╭─ Passage provided

Conor Oberst curates the festival’s Rooster Stage all day today, presenting a return of the aptly titled Conor Brings Friends for Friday, with sets from M. Ward, Johnathan Rice, Jessica Pratt, The Felice Brothers, Laura Marling, and Oberst himself. He concludes his tour with M. Ward and The Felice Brothers at The Fillmore, also in San Francisco, on Saturday.

Kronos Quartet performs in a chamber orchestra conducted by the one and only Van Dyke Parks as part of a performance of Big Star's Third by an all-star band and other special guests, including Steve Earle and Robyn Hitchcock, at the Arrow Stage tonight.

Punch Brothers play at the Banjo Stage tonight, and then head south to Los Angeles for a set at The Greek Theatre, as part of the LA Bluegrass Situation festival, on Saturday.

Ry Cooder takes his tour with Sharon White and Ricky Skaggs—the Cooder-White-Skaggs tour—to the festival’s Banjo Stage on Saturday, but not before a stop at the Great American Music Hall, in San Francisco, tonight.

Emmylou Harris, who will have performed at all 15 years of Hardly Strictly Bluegrass, is joined by Rodney Crowell to close out the Banjo Stage on Sunday, performing songs from their two duo albums, The Traveling Kind and Old Yellow Moon, and much more.

╰─
╭─ Recorded data

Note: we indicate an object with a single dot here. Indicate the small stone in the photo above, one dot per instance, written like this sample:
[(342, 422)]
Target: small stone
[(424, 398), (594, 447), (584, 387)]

╰─

* _Goal of the exercise_: Duplicate the part of the festival lineup passage that begins at the words "Conor Oberst curates" and stops after the words "Francisco, on Saturday.". Rely only on the passage about the festival lineup.

* _Final answer_:
Conor Oberst curates the festival’s Rooster Stage all day today, presenting a return of the aptly titled Conor Brings Friends for Friday, with sets from M. Ward, Johnathan Rice, Jessica Pratt, The Felice Brothers, Laura Marling, and Oberst himself. He concludes his tour with M. Ward and The Felice Brothers at The Fillmore, also in San Francisco, on Saturday.